> 文書:
◆ ◆ ◆
1 ○○税務署長が令和元年6月10日付けで原告に対してした平成26年5月分から平成30年5月分までの別表1及び2記載の源泉徴収による所得税の各納税告知処分及び各不納付加算税賦課決定処分をいずれも取り消す。
2 被告は、原告に対し、53億4717万6776円並びに①別表3の各「年月分」欄の「本税の額」及び「不納付加算税の額」を合計した各金額(当該金額に1万円未満の端数があるときは、これを切り捨てる。)について、令和元年6月15日から令和2年12月31日までについては年1.6%、令和3年1月1日から支払決定の日又は充当の日までについては年7.3%の割合又は租税特別措置法95条に規定する還付加算金特例基準割合のいずれか低い割合による金員(ただし、これに1円未満の端数があるときは、その端数を切り捨てる。)及び②別表3の各「年月分」欄の「延滞税の額」の各金額(当該金額に1万円未満の端数があるときは、これを切り捨てる。)について、令和元年8月6日から令和2年12月31日までについては年1.6%、令和3年1月1日から支払決定の日又は充当の日までについては年7.3%の割合又は租税特別措置法95条に規定する還付加算金特例基準割合のいずれか低い割合による金員(ただし、これに1円未満の端数があるときは、その端数を切り捨てる。)を、各年月分ごとに合計したもの(各年月分の①+②。ただし、これに100円未満の端数があるときは、その端数を切り捨てる。)の総額を支払え。
◆ ◆ ◆
> 表示データ:
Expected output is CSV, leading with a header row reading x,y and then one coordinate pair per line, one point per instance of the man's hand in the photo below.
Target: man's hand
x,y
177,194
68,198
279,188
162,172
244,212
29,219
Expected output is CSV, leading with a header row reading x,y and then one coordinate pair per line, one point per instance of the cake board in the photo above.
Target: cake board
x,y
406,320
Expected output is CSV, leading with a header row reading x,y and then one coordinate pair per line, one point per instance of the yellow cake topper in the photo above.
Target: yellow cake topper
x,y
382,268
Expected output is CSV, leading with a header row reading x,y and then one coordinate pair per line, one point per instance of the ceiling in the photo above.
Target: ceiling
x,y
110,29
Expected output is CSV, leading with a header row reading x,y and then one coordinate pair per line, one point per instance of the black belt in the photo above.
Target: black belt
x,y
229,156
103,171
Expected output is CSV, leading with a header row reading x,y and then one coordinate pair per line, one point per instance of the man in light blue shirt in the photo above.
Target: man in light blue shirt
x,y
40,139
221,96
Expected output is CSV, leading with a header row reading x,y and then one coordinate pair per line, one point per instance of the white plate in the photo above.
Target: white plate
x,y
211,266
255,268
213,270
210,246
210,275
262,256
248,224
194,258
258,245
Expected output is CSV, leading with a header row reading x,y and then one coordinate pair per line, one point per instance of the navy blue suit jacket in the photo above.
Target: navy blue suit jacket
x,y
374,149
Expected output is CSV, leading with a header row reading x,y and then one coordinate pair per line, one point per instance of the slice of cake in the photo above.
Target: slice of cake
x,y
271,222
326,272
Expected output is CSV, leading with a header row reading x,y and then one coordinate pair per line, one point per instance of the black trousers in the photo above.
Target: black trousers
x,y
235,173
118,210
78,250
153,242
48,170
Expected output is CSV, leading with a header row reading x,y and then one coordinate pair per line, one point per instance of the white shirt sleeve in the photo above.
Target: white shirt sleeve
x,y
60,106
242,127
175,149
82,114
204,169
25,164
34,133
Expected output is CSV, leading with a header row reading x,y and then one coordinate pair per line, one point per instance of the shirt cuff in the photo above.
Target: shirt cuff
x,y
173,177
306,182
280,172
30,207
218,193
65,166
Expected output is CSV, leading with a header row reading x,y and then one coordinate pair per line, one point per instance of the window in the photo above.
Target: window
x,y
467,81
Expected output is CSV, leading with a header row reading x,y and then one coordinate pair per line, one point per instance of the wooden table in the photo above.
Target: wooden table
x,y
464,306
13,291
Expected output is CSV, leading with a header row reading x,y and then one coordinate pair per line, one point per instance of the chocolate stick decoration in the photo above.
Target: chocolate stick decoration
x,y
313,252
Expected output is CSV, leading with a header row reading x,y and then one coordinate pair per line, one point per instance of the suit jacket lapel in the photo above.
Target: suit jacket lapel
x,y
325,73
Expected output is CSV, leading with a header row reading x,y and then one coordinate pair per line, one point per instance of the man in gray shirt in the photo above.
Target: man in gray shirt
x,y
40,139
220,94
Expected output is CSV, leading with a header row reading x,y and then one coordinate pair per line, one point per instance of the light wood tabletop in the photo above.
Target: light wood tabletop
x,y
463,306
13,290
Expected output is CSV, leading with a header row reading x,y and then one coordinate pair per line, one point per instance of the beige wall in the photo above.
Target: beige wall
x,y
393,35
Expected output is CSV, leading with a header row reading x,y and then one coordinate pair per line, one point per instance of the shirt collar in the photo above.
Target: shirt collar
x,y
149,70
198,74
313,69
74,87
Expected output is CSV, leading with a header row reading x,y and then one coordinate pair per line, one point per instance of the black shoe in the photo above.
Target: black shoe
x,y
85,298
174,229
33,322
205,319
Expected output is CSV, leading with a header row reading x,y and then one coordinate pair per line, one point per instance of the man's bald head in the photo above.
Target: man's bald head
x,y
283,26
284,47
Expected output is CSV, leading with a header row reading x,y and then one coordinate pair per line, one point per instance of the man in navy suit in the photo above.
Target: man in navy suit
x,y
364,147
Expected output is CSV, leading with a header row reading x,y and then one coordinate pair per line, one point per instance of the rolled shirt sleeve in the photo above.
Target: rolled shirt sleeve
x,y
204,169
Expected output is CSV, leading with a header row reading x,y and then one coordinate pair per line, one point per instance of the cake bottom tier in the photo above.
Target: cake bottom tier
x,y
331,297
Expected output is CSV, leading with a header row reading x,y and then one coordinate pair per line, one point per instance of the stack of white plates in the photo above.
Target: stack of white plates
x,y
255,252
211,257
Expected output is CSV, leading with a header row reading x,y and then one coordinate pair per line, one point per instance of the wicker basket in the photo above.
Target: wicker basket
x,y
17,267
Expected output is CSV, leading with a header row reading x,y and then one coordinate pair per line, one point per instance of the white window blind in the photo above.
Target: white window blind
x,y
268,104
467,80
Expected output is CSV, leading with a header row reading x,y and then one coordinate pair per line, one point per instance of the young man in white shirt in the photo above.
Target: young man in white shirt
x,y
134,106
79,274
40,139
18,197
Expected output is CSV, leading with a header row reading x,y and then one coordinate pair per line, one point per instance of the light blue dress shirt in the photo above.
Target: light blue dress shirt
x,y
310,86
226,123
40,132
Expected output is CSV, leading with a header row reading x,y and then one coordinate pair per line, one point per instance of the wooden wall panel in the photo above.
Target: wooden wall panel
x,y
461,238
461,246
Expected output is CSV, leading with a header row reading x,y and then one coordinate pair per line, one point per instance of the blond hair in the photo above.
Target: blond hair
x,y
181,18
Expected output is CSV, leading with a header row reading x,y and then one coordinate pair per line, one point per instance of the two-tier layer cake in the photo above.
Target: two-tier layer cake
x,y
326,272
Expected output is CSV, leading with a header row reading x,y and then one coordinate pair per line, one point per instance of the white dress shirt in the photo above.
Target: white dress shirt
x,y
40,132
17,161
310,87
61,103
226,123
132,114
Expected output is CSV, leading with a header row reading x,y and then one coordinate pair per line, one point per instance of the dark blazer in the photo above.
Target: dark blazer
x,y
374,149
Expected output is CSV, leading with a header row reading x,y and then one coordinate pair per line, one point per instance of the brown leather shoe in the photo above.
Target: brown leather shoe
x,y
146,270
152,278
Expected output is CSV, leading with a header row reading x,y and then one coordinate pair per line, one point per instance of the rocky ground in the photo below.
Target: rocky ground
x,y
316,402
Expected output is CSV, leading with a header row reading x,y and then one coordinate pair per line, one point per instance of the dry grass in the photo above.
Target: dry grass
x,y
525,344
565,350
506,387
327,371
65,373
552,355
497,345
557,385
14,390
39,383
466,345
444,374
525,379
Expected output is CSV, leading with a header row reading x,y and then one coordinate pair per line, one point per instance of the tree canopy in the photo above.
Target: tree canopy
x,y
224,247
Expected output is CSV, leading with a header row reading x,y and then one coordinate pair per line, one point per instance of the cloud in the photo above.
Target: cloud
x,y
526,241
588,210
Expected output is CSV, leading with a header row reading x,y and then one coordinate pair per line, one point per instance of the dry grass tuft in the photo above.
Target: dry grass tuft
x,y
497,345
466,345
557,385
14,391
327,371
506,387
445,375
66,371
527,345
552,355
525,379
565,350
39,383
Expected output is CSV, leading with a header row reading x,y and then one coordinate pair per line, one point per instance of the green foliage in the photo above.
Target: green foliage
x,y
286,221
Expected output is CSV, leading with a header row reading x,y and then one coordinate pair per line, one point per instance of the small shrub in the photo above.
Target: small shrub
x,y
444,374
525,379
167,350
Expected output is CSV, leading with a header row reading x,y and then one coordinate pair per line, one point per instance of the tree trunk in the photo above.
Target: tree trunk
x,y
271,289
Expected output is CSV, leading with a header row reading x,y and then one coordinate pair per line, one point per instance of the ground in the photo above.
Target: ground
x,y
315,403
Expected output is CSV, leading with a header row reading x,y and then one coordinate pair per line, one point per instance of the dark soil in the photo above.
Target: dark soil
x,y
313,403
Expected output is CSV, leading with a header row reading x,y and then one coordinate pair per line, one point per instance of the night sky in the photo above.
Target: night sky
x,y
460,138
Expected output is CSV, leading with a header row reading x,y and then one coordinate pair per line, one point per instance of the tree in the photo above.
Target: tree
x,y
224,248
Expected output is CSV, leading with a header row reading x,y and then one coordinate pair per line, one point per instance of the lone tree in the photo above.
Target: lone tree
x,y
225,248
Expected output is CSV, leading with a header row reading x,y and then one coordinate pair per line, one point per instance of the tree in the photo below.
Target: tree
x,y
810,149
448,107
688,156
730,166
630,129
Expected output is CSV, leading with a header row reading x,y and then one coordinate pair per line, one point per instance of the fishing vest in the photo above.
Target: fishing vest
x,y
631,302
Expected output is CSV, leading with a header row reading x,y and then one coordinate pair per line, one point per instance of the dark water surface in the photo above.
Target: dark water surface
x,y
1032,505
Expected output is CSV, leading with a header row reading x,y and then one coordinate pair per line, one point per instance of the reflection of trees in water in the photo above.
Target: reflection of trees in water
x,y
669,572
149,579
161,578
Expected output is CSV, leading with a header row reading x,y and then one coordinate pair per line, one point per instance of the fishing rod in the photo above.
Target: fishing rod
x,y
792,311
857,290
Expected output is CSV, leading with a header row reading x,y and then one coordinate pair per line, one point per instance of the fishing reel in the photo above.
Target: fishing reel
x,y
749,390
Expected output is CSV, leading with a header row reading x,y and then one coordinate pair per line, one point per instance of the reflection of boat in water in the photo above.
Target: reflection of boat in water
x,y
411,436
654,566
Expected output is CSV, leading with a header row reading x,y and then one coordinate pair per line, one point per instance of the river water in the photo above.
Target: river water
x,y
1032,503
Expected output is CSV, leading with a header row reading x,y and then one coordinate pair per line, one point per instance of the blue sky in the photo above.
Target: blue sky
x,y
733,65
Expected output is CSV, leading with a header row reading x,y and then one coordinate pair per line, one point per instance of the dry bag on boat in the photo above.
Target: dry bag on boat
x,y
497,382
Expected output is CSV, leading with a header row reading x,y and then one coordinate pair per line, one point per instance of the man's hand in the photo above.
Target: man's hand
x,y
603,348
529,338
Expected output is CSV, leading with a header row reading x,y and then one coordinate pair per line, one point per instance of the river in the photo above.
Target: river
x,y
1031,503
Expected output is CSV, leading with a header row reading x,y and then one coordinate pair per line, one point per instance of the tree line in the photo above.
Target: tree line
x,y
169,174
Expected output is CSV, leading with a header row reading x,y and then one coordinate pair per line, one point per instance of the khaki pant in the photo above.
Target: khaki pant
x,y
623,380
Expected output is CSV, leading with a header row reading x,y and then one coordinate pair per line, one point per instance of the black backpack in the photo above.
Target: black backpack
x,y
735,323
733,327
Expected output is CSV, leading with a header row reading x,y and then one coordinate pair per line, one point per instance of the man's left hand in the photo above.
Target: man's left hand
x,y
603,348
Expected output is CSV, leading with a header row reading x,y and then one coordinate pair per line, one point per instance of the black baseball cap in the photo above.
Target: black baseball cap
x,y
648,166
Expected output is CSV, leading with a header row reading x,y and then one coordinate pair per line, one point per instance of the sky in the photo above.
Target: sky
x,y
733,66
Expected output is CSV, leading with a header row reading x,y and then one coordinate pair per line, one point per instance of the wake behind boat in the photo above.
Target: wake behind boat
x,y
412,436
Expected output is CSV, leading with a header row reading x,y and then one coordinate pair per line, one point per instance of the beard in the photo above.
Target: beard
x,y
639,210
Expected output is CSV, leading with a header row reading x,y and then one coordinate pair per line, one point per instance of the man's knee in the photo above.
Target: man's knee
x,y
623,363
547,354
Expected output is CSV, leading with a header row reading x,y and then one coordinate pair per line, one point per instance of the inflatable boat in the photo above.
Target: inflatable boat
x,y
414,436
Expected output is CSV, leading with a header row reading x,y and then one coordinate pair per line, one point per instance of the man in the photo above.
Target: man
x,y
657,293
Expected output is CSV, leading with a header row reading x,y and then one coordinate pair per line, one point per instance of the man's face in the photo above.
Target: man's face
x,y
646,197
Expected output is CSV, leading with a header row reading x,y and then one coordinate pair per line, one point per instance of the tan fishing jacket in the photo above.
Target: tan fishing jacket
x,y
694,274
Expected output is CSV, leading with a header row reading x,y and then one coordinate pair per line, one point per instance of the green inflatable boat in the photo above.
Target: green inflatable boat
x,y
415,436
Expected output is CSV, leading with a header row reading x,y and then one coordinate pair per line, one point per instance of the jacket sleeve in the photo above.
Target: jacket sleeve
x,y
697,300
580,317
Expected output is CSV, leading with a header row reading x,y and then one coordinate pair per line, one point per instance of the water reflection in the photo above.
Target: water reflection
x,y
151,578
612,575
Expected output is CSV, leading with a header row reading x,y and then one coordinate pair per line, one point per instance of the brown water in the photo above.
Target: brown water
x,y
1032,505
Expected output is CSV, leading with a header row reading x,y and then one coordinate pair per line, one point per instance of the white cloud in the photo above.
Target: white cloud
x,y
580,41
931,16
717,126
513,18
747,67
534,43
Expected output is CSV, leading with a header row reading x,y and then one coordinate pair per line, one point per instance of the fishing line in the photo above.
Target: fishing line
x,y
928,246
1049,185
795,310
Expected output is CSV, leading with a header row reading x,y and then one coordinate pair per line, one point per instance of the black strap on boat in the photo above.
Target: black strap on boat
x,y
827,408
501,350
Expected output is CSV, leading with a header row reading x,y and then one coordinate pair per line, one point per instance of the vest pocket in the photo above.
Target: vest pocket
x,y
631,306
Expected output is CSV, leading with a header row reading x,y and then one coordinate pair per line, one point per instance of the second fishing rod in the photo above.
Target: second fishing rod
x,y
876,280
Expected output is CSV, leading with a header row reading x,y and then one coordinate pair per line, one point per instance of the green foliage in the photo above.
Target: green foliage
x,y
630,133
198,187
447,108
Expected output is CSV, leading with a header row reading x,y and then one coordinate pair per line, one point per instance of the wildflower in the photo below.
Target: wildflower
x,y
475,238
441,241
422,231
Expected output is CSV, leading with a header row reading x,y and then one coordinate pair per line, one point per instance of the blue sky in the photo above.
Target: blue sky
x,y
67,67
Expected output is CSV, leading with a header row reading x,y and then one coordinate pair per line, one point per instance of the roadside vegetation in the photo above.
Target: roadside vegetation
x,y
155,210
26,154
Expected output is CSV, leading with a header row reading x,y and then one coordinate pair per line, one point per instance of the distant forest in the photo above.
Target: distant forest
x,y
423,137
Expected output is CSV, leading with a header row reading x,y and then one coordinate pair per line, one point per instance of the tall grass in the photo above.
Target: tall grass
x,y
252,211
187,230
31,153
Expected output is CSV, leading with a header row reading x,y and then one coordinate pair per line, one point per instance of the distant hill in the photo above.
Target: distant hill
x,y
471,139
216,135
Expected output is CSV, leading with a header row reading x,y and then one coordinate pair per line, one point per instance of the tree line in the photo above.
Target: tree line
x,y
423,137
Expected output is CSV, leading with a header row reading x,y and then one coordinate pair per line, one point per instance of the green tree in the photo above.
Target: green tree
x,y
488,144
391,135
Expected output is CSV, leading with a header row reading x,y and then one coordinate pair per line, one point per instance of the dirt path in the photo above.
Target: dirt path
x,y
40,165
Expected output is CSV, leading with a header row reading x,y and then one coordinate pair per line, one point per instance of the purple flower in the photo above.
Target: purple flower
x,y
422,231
◆ ◆ ◆
> 設定課題 1:
文書のうち、「1 ○○税務署長が令和元年6」から始まり「り捨てる。)の総額を支払え。」で終わる部分を一字一句そのまま書き写してください。
> 設定課題 2:
文書に出てくる令和の年月日をすべて、重複を除いて登場順に挙げてください。

> 最終結果 1:
1 ○○税務署長が令和元年6月10日付けで原告に対してした平成26年5月分から平成30年5月分までの別表1及び2記載の源泉徴収による所得税の各納税告知処分及び各不納付加算税賦課決定処分をいずれも取り消す。
2 被告は、原告に対し、53億4717万6776円並びに①別表3の各「年月分」欄の「本税の額」及び「不納付加算税の額」を合計した各金額(当該金額に1万円未満の端数があるときは、これを切り捨てる。)について、令和元年6月15日から令和2年12月31日までについては年1.6%、令和3年1月1日から支払決定の日又は充当の日までについては年7.3%の割合又は租税特別措置法95条に規定する還付加算金特例基準割合のいずれか低い割合による金員(ただし、これに1円未満の端数があるときは、その端数を切り捨てる。)及び②別表3の各「年月分」欄の「延滞税の額」の各金額(当該金額に1万円未満の端数があるときは、これを切り捨てる。)について、令和元年8月6日から令和2年12月31日までについては年1.6%、令和3年1月1日から支払決定の日又は充当の日までについては年7.3%の割合又は租税特別措置法95条に規定する還付加算金特例基準割合のいずれか低い割合による金員(ただし、これに1円未満の端数があるときは、その端数を切り捨てる。)を、各年月分ごとに合計したもの(各年月分の①+②。ただし、これに100円未満の端数があるときは、その端数を切り捨てる。)の総額を支払え。

> 最終結果 2:
令和元年6月10日
令和元年6月15日
令和2年12月31日
令和3年1月1日
令和元年8月6日